[Saved data entries]

◆ ◆ ◆ ◆ ◆ ◆ ◆

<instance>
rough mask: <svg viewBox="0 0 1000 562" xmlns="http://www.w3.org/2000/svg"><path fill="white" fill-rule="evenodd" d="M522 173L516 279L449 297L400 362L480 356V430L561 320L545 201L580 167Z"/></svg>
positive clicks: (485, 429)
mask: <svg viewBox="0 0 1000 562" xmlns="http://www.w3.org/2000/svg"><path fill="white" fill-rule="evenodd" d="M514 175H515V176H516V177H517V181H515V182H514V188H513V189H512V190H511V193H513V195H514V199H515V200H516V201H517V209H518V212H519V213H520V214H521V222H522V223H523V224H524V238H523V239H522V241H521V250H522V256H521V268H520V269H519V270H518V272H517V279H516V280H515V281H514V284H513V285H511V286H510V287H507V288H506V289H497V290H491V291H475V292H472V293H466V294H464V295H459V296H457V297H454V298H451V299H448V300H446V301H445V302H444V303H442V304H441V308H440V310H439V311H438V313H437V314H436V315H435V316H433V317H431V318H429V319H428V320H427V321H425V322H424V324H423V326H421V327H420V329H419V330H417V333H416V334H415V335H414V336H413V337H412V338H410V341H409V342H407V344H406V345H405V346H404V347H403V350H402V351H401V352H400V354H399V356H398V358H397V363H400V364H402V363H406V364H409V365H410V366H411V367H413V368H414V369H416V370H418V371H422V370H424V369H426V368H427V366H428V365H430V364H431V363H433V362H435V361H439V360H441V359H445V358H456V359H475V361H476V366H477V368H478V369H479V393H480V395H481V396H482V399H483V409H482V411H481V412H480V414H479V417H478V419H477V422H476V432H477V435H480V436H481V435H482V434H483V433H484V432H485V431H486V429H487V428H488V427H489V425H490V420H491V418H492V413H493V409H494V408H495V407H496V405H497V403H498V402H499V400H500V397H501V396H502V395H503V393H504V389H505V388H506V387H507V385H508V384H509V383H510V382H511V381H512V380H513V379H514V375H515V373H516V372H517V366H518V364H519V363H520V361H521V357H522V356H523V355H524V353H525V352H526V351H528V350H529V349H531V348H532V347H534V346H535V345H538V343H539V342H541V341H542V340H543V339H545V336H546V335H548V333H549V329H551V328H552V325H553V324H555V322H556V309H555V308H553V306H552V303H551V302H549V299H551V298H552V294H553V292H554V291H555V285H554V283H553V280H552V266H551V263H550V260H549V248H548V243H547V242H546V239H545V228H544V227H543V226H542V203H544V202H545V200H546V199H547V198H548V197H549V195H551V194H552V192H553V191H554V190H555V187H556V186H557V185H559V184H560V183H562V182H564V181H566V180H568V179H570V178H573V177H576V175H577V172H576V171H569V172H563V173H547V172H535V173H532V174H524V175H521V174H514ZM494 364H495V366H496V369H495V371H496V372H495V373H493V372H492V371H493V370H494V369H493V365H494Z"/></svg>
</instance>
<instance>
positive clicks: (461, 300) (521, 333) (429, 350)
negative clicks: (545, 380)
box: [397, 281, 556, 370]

◆ ◆ ◆ ◆ ◆ ◆ ◆

Reproduce the entries above verbatim, keeping every line and character unchanged.

<instance>
rough mask: <svg viewBox="0 0 1000 562" xmlns="http://www.w3.org/2000/svg"><path fill="white" fill-rule="evenodd" d="M522 173L516 279L449 297L400 362L480 356V430L561 320L545 201L580 167Z"/></svg>
positive clicks: (485, 429)
mask: <svg viewBox="0 0 1000 562" xmlns="http://www.w3.org/2000/svg"><path fill="white" fill-rule="evenodd" d="M514 175H515V176H516V177H517V181H515V182H514V188H513V189H512V190H511V193H513V195H514V199H515V200H516V201H517V209H518V212H519V213H520V214H521V222H522V223H523V224H524V238H523V239H522V241H521V250H522V256H521V268H520V269H519V270H518V272H517V279H516V280H515V281H514V284H513V285H511V286H510V287H507V288H506V289H497V290H491V291H475V292H472V293H466V294H464V295H459V296H457V297H454V298H451V299H448V300H446V301H445V302H444V303H442V304H441V308H440V310H439V311H438V313H437V314H436V315H435V316H433V317H431V318H429V319H428V320H427V321H425V322H424V324H423V326H421V327H420V329H419V330H417V333H416V334H415V335H414V336H413V337H412V338H410V341H409V342H407V344H406V345H405V346H404V347H403V350H402V351H401V352H400V354H399V356H398V358H397V363H400V364H402V363H406V364H409V365H410V366H411V367H413V368H414V369H416V370H418V371H422V370H424V369H426V368H427V366H428V365H430V364H431V363H433V362H435V361H439V360H441V359H445V358H456V359H475V361H476V366H477V368H478V369H479V393H480V395H481V396H482V399H483V409H482V411H481V412H480V414H479V417H478V419H477V422H476V432H477V435H480V436H481V435H482V434H483V433H484V432H485V431H486V429H487V428H488V427H489V425H490V420H491V418H492V413H493V409H494V408H495V407H496V405H497V403H498V402H499V400H500V397H501V396H502V395H503V393H504V389H505V388H506V387H507V385H508V384H509V383H510V382H511V381H512V380H513V379H514V375H515V373H516V372H517V366H518V364H519V363H520V361H521V357H522V356H523V355H524V353H525V352H526V351H528V350H529V349H531V348H532V347H534V346H535V345H538V343H539V342H541V341H542V340H543V339H545V336H546V335H548V333H549V329H551V328H552V325H553V324H555V322H556V309H555V308H553V306H552V303H551V302H549V299H551V298H552V294H553V292H554V291H555V285H554V283H553V280H552V266H551V263H550V260H549V248H548V243H547V242H546V239H545V228H544V227H543V226H542V203H544V202H545V200H546V199H547V198H548V197H549V195H551V194H552V192H553V191H554V190H555V187H556V186H557V185H559V184H560V183H562V182H564V181H566V180H568V179H570V178H573V177H576V175H577V172H576V171H569V172H563V173H547V172H535V173H532V174H524V175H521V174H514ZM494 364H495V366H496V369H495V371H496V372H495V373H493V372H492V371H493V370H494V369H493V365H494Z"/></svg>
</instance>
<instance>
positive clicks: (461, 300) (521, 333) (429, 350)
negative clicks: (545, 380)
box: [397, 281, 556, 370]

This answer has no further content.